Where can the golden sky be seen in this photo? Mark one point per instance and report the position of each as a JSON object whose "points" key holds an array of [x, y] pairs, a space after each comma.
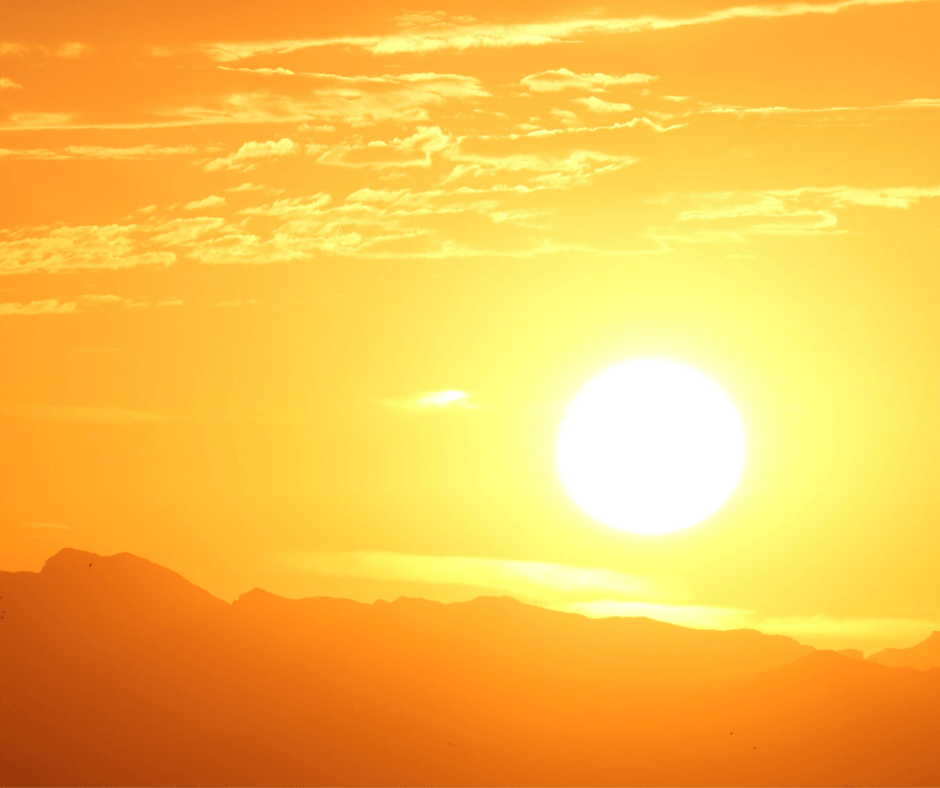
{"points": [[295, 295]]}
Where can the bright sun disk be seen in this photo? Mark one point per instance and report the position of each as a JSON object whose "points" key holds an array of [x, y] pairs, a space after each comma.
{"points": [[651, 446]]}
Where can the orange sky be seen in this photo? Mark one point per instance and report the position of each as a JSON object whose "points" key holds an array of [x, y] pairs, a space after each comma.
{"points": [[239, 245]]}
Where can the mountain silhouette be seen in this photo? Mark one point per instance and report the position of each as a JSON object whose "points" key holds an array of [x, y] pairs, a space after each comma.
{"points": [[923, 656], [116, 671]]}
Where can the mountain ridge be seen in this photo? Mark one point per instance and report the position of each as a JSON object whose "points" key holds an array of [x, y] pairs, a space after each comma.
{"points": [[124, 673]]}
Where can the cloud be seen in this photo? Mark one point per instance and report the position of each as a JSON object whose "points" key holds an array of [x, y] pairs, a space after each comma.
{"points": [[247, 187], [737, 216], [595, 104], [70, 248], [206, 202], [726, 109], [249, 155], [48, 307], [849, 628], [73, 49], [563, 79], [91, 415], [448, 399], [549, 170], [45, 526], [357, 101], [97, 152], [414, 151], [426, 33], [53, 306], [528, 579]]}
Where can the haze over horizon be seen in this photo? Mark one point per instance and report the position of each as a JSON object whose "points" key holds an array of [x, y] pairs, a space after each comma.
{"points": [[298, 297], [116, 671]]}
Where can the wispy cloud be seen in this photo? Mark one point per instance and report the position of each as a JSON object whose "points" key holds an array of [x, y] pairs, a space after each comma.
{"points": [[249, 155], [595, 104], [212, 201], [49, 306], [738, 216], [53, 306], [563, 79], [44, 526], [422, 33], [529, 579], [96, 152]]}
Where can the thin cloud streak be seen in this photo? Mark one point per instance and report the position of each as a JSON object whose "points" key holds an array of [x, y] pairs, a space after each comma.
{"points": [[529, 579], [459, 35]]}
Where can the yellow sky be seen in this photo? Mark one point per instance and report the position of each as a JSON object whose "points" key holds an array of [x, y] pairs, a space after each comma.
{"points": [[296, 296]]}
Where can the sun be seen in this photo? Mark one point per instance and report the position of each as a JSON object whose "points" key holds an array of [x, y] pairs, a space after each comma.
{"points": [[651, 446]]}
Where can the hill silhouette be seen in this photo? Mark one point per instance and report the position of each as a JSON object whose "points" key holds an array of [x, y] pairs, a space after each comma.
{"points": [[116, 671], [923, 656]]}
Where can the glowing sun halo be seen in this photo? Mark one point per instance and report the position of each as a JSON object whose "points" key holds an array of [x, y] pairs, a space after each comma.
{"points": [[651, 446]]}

---

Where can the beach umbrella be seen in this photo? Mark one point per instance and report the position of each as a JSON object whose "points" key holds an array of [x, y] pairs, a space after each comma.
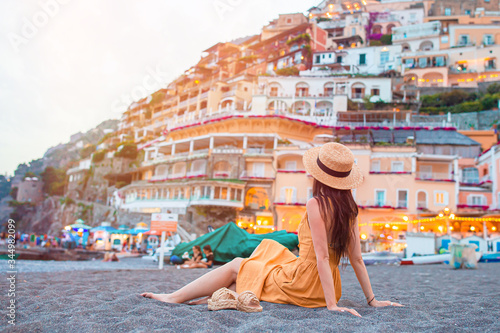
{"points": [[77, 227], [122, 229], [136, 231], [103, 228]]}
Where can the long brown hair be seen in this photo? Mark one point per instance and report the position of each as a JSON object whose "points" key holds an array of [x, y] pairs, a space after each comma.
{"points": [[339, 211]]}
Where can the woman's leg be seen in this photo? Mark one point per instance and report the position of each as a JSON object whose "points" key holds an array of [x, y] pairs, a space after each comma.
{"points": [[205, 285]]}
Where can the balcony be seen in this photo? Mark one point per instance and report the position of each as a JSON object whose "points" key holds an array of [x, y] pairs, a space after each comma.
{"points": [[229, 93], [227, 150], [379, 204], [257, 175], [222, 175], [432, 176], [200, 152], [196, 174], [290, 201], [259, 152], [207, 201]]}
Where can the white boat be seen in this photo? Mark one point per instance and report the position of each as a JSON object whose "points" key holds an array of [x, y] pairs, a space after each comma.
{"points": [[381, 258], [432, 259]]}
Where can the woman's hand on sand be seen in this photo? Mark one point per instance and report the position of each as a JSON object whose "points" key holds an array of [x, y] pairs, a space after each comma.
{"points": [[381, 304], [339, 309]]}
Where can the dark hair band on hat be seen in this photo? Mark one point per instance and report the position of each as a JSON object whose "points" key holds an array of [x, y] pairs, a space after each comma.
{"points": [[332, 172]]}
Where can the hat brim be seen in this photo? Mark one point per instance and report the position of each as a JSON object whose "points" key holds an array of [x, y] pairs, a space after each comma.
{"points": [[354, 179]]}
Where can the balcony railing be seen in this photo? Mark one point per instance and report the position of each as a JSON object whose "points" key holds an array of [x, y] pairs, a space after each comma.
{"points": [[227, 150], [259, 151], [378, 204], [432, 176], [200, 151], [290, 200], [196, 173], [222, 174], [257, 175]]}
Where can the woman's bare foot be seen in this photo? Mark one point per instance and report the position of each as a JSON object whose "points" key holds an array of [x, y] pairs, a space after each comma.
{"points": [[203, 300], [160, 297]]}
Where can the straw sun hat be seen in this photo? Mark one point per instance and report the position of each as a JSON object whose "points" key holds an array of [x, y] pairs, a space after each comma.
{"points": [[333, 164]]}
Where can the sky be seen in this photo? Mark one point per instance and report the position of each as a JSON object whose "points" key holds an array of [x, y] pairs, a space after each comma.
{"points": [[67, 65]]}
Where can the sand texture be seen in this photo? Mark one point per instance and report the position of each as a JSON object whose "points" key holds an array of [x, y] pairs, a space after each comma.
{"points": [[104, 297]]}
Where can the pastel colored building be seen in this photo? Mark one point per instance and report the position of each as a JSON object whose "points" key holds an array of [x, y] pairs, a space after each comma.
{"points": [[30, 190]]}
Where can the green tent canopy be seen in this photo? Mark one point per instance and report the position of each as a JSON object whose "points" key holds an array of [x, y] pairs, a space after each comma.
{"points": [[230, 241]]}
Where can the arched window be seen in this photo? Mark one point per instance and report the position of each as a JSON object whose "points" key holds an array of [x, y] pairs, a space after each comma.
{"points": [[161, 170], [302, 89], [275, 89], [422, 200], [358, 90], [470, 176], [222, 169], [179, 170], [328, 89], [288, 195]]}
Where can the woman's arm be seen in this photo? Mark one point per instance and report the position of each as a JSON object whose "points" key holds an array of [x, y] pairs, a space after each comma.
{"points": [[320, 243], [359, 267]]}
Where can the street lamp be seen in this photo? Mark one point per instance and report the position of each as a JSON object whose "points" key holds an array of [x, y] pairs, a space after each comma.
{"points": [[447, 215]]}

* * *

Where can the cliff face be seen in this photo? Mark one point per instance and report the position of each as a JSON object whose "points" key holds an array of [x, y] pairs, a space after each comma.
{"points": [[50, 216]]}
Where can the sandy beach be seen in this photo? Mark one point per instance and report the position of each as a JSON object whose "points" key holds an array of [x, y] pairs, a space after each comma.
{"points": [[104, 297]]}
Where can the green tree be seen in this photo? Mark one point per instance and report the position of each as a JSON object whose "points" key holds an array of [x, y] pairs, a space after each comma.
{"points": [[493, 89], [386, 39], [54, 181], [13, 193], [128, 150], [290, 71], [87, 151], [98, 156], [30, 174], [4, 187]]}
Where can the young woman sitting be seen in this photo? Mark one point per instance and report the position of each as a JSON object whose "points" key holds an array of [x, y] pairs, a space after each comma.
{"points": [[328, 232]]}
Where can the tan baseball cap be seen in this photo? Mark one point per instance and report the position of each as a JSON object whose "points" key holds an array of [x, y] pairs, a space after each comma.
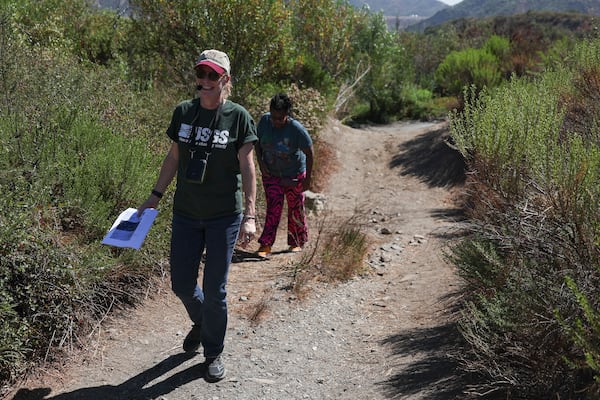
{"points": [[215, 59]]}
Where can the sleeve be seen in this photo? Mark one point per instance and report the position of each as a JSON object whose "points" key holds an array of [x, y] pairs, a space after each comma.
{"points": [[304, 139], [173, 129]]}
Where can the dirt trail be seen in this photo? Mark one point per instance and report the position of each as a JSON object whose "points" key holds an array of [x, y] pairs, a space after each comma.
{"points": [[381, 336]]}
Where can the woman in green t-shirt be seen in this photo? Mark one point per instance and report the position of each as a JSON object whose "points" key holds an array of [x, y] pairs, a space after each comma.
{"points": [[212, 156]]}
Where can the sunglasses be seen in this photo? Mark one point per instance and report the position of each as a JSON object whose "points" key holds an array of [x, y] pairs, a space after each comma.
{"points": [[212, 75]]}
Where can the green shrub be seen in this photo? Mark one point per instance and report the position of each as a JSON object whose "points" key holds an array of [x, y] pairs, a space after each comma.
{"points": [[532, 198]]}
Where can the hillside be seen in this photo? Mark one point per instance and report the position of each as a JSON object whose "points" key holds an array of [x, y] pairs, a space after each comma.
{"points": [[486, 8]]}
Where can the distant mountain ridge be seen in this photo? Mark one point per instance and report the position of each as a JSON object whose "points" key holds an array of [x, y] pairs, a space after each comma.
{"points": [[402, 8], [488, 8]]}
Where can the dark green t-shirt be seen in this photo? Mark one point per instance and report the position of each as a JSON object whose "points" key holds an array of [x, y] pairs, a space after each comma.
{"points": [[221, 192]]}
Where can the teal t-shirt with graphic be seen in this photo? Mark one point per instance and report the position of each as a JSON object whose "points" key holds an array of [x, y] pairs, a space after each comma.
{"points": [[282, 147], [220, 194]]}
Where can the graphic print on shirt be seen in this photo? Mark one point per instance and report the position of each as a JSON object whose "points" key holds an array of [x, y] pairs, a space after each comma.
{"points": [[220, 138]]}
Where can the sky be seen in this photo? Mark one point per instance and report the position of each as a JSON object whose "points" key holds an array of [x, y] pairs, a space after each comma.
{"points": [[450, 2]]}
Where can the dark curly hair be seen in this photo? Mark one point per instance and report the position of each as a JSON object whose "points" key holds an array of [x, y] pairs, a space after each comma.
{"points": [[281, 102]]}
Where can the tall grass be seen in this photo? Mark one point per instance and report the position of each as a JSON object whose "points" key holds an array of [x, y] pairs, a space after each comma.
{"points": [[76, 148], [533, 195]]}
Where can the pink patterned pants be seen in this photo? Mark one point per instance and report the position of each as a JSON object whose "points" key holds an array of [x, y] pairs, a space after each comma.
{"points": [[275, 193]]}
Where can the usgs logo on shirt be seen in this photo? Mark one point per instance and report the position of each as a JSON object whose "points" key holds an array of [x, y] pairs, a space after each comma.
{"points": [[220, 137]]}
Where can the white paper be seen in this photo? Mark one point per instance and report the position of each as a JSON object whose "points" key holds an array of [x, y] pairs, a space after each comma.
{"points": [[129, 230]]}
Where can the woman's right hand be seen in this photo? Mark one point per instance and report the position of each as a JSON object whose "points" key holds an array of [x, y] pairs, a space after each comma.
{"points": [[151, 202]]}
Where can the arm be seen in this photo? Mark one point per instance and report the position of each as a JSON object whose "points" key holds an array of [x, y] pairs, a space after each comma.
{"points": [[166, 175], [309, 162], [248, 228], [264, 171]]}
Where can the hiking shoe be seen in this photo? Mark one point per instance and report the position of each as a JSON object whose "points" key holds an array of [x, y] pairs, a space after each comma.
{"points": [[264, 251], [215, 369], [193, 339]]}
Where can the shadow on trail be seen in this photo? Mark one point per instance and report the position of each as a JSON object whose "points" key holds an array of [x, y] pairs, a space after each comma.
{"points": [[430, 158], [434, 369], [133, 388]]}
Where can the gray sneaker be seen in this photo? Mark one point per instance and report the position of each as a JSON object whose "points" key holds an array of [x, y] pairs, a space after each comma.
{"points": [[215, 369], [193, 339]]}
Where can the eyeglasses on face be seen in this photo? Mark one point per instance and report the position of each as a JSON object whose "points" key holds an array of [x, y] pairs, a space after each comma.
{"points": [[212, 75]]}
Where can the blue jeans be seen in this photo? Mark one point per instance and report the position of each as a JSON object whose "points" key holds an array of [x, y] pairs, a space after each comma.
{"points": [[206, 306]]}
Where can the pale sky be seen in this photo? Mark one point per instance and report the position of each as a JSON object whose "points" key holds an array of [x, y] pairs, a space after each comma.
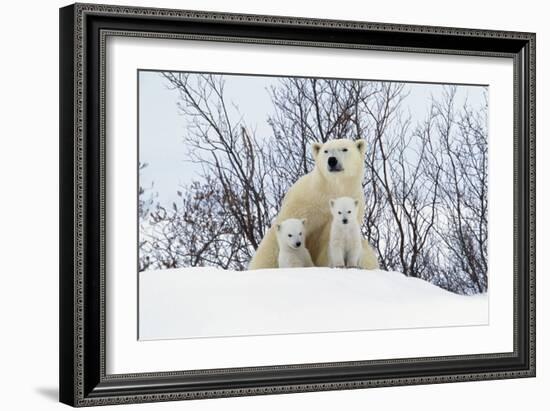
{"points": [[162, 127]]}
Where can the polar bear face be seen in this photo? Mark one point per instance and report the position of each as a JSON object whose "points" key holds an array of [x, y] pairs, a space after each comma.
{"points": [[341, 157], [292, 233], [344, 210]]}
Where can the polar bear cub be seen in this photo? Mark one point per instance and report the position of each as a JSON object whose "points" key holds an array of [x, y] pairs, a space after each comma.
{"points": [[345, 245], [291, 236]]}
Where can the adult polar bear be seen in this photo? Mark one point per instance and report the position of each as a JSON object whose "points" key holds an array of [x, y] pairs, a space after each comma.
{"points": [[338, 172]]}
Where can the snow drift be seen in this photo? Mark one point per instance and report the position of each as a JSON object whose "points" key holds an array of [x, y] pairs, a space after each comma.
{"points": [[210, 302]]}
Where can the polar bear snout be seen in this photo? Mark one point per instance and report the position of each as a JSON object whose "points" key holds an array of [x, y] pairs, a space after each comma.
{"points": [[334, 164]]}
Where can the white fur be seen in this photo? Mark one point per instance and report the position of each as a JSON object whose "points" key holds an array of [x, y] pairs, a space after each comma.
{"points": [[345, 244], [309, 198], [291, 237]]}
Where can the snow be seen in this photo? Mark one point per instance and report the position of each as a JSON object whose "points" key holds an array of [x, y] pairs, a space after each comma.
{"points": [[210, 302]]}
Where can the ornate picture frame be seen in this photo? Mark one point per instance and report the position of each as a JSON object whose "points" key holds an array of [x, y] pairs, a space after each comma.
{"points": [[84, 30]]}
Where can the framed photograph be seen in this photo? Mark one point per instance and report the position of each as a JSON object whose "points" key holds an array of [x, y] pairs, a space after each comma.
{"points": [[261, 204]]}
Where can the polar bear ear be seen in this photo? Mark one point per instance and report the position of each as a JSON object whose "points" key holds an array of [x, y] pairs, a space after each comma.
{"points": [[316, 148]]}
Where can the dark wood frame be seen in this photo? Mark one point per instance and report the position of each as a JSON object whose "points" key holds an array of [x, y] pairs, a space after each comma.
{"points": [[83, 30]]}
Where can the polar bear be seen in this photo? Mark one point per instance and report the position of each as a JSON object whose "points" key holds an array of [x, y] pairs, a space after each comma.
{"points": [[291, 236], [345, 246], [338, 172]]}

◆ **YOUR TASK**
Tally the lines of the entries above that contain the string "trail", and reply with only the number.

◆ **PROBLEM SOLUTION**
2